==== Given passage ====

MARATHON—TOSHIHIKO SEKO of Japan won the Chicago marathon in 2:08:27, a full 1:30 ahead of Ahmed Saleh of Djibouti. Seko, who earlier this year won the London Marathon, took the first-place prize of $40,000. INGRID KRISTIANSEN of Norway was first among the women in 2:27:08.
MOTOR SPORTS—-ALAIN PROST of France, driving a McLaren-Porsche, beat Nelson Piquet of Brazil by 4.2 seconds to win the Australian Grand Prix. Prost covered the 192.5-mile event in 1:54.20. The victory wrapped up his second consecutive world drivers' championship.
Big daddy Don Garlits, 54, became the first Top Fuel dragster driver to win the National Hot Rod Association's points championship in consecutive years by winning an event at the world finals, in Pomona, Calif.
SAILING—America's Cup: In the first round-robin series of the defender trials in Fremantle, Australia, Kookaburra III led with seven points, followed by Australia IV with six points and Kookaburra II with five. The challenger trials will resume this week.
TENNIS—BORIS BECKER defeated Stefan Edberg 7-6, 6-1 to win the $60,000 first prize in a Grand Prix tournament, in Tokyo.
Brad Gilbert was a 3-6, 6-3, 7-5, 6-0 winner over Karel Novacek to collect $33,000 in a Grand Prix event, in Vienna.
Top-seeded STEFFI GRAF defeated Catarina Lindqvist 6-3, 6-3 in an indoor tour event in Brighton, England. The victory was worth $40,000.
MILEPOSTS—APPROVED: By a unanimous vote of the National Basketball Association Board of Governors, a motion to expand the league by from one to three teams by the 1990-91 season. The sites will be disclosed at a meeting on April 20, 1987, in New York.
FINED: By NFL commissioner Pete Rozelle, 28 Buffalo Bills and 7 New York Jets a total of $16,000, for a bench-clearing brawl during a game on Oct. 5 at Giants Stadium.
NAMED: As an ambassador-at-large for the International Hockey League, NHL Hall of Famer GORDIE HOWE, 58. Howe's responsibilities will include holding clinics and speaking to youth hockey groups.
RETIRED: Los Angeles Dodger shortstop BILL RUSSELL, 38, whose 2,181 games set a Los Angeles club record. Russell, a member of four National League and one World Series championship teams, will serve next season as the club's infield coach, replacing Monty Basgall.
RULED: By arbitrator SAM KAGEL, that 200 NFL players from five teams were improperly fined by team management after they refused to submit to postseason drug tests. Kagel ordered the teams to repay the $1,000-per-player fines within 30 days.

==== Entries provided ====

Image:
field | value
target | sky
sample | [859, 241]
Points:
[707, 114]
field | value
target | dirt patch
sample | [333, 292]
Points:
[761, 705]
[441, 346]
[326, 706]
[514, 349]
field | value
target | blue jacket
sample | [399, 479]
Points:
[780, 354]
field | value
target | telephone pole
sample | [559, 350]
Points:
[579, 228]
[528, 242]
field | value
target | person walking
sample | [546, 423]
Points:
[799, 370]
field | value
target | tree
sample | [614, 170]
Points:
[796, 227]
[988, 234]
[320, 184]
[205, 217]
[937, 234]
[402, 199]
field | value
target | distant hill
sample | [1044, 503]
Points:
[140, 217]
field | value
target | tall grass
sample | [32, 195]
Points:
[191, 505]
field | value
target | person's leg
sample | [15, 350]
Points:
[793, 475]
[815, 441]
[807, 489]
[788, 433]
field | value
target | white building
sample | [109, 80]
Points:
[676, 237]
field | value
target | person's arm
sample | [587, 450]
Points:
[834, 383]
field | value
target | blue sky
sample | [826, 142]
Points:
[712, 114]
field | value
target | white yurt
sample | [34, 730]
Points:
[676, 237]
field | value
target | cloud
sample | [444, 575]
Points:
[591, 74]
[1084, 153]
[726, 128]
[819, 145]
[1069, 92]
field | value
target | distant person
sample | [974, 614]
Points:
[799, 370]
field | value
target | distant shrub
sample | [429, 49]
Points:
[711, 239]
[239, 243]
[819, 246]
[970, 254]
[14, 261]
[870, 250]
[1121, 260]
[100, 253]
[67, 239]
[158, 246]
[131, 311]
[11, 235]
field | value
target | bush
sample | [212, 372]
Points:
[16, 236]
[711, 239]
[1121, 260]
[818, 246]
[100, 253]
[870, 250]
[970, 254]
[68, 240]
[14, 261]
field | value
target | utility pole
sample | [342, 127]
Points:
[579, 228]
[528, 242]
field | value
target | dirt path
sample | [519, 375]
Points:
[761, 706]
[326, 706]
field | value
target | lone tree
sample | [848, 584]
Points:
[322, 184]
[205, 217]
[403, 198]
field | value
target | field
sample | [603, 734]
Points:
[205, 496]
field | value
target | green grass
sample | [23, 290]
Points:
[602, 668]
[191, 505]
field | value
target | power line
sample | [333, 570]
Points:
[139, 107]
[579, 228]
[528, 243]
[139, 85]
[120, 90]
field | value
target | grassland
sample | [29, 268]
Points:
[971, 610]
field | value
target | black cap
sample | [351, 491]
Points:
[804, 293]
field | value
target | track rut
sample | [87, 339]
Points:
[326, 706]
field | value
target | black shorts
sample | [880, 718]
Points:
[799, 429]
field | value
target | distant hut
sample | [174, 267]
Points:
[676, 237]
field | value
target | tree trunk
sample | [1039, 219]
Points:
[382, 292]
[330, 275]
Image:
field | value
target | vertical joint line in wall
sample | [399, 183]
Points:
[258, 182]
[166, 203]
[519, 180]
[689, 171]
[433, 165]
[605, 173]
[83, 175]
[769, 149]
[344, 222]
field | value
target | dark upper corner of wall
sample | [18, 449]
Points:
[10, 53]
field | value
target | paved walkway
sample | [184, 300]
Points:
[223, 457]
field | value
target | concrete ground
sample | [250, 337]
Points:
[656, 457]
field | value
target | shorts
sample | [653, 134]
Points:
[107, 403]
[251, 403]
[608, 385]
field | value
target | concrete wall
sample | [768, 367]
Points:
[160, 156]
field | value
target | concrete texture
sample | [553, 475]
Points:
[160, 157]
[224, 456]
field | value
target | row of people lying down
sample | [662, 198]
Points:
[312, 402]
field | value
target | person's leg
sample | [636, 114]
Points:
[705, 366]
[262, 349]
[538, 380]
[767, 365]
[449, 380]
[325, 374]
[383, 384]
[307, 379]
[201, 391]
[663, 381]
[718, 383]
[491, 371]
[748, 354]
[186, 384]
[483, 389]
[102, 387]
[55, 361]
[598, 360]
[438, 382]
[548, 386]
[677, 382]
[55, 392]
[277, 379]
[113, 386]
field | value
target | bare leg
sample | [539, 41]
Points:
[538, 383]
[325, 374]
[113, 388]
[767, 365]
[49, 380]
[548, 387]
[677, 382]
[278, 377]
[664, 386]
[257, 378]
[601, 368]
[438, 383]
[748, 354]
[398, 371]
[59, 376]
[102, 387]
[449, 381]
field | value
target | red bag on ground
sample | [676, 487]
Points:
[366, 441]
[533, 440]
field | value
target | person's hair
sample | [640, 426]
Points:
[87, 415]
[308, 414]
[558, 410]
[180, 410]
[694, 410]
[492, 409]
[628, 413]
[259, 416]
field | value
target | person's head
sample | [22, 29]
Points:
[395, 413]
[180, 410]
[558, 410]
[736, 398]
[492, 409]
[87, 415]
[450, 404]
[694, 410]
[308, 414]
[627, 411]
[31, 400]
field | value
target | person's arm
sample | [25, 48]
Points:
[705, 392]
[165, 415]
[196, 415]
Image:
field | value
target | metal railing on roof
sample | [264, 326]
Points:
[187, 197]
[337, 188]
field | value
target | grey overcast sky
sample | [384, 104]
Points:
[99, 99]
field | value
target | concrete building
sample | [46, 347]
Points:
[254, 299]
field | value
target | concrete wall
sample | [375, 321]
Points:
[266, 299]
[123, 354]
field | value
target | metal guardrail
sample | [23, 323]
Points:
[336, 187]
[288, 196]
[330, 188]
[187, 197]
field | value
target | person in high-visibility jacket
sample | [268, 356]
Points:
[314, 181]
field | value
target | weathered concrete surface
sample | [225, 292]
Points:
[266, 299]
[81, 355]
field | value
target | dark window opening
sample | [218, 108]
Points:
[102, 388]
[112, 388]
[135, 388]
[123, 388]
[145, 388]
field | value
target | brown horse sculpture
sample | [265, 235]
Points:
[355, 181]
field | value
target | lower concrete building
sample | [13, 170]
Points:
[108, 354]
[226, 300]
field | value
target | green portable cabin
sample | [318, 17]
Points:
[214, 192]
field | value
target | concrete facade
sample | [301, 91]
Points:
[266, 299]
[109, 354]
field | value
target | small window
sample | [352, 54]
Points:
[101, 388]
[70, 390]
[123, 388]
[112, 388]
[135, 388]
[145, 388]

====

## What you will do
**A.** According to the sports roundup, by how many seconds did Alain Prost beat Nelson Piquet in the Australian Grand Prix?
**B.** Write out the sports roundup's wording from "Top-seeded STEFFI GRAF" up to and including "in New York.".
Rely only on the sports roundup for your answers.

## Exercise responses
**A.** 4.2 seconds

**B.**
Top-seeded STEFFI GRAF defeated Catarina Lindqvist 6-3, 6-3 in an indoor tour event in Brighton, England. The victory was worth $40,000.
MILEPOSTS—APPROVED: By a unanimous vote of the National Basketball Association Board of Governors, a motion to expand the league by from one to three teams by the 1990-91 season. The sites will be disclosed at a meeting on April 20, 1987, in New York.